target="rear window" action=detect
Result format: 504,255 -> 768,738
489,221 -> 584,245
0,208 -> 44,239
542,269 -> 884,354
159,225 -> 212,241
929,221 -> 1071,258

# # #

--- Stated goal ---
Edit the records above by changing "rear window" to "back window" wherever it occurs, and leave every other line as it is.

--- Output ---
target="back window" action=detect
Result format: 504,255 -> 768,738
489,221 -> 584,245
0,208 -> 44,239
542,269 -> 884,354
159,225 -> 212,241
929,221 -> 1071,258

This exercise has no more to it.